▶ _Objective_:
Count the rows below that contain the word "black". Reply with the number alone.

▶ _Stored data_:
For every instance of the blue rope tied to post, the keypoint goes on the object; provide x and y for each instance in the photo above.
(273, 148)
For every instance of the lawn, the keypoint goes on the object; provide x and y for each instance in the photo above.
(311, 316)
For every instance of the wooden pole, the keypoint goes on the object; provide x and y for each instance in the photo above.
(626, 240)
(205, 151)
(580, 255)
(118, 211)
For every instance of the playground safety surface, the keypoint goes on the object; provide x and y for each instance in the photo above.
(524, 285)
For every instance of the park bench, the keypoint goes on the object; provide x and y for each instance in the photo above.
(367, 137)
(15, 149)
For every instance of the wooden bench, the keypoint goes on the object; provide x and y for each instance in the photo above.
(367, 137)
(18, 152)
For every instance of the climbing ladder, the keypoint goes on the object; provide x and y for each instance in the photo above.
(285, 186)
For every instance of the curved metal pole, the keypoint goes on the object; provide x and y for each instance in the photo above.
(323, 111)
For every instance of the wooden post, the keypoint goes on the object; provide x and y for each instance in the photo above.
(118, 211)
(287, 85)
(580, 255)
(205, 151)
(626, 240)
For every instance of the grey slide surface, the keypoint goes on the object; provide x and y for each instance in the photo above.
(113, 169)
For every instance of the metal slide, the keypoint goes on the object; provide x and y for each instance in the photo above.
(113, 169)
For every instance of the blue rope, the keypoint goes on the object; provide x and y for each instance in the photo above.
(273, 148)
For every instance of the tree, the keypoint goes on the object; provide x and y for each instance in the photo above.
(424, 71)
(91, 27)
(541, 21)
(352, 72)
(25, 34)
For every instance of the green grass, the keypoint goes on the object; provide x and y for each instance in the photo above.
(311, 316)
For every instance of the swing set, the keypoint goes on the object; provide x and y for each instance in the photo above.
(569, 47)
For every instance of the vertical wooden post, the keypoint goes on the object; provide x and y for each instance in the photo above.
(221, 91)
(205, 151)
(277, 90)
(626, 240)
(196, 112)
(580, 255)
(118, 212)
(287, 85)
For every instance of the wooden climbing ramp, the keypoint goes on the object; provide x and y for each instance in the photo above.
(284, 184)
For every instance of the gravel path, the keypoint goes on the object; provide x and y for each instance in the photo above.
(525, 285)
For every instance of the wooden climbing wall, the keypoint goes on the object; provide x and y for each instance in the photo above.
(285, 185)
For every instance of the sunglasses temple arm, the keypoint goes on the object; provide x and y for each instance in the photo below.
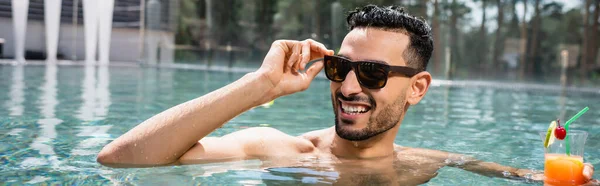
(313, 61)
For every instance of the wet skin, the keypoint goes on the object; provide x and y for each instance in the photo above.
(360, 146)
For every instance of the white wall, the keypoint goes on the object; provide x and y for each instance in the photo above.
(124, 43)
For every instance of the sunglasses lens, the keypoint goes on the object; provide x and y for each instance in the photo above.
(372, 75)
(336, 69)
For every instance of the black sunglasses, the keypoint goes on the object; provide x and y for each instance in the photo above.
(369, 74)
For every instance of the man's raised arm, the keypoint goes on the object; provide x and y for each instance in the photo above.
(165, 137)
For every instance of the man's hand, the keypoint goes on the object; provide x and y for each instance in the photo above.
(284, 63)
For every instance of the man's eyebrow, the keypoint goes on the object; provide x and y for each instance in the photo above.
(367, 60)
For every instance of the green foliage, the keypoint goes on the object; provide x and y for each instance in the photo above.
(252, 25)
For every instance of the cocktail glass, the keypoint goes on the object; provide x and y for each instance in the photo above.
(562, 167)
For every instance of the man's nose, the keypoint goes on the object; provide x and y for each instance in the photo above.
(350, 85)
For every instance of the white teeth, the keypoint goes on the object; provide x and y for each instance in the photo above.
(353, 109)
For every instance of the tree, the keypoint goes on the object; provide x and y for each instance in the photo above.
(457, 12)
(593, 31)
(533, 46)
(499, 41)
(523, 45)
(437, 43)
(585, 43)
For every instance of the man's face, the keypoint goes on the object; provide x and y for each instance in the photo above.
(361, 113)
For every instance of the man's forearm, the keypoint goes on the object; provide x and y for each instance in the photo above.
(491, 169)
(163, 138)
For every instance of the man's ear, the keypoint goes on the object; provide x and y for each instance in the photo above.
(418, 87)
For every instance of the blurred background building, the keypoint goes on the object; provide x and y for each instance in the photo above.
(127, 35)
(474, 39)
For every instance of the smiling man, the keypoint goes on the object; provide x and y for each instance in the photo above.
(377, 76)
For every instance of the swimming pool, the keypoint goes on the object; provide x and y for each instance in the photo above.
(55, 119)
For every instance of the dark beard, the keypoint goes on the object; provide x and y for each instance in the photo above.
(387, 119)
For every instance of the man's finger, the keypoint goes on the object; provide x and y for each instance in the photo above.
(305, 54)
(318, 47)
(293, 56)
(314, 69)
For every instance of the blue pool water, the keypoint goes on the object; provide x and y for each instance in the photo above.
(54, 120)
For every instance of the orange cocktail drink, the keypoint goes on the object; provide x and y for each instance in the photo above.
(562, 166)
(560, 169)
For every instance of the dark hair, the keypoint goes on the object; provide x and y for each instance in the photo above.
(393, 18)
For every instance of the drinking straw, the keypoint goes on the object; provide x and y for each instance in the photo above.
(567, 127)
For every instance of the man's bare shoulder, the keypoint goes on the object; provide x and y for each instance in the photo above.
(406, 152)
(256, 142)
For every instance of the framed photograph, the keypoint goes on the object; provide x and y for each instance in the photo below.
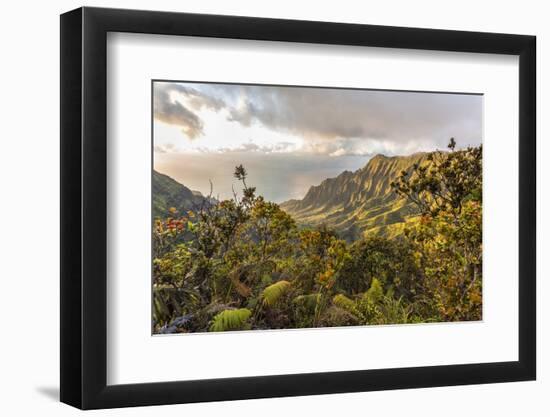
(258, 208)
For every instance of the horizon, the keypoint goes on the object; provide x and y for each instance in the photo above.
(292, 138)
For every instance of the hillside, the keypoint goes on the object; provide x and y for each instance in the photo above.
(360, 201)
(168, 193)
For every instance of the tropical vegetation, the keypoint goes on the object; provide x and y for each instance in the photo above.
(246, 263)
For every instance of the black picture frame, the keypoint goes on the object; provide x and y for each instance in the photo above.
(84, 207)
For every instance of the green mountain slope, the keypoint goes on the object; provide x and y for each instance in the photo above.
(357, 202)
(168, 193)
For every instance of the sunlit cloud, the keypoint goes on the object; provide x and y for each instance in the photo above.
(290, 138)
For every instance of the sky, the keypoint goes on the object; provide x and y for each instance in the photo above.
(290, 138)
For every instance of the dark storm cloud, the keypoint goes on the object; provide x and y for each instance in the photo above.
(332, 121)
(328, 114)
(172, 111)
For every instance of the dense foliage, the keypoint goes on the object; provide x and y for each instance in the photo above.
(244, 263)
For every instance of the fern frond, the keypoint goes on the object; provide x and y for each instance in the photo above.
(272, 294)
(340, 300)
(308, 301)
(375, 292)
(230, 320)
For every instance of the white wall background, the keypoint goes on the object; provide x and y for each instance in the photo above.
(29, 219)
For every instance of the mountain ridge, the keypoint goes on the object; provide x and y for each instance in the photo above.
(168, 193)
(354, 203)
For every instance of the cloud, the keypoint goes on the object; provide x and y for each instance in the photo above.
(329, 121)
(277, 147)
(170, 110)
(277, 176)
(329, 114)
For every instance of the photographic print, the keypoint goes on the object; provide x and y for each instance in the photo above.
(288, 207)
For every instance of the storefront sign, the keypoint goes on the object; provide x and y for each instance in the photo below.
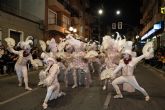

▶ _Task solution_:
2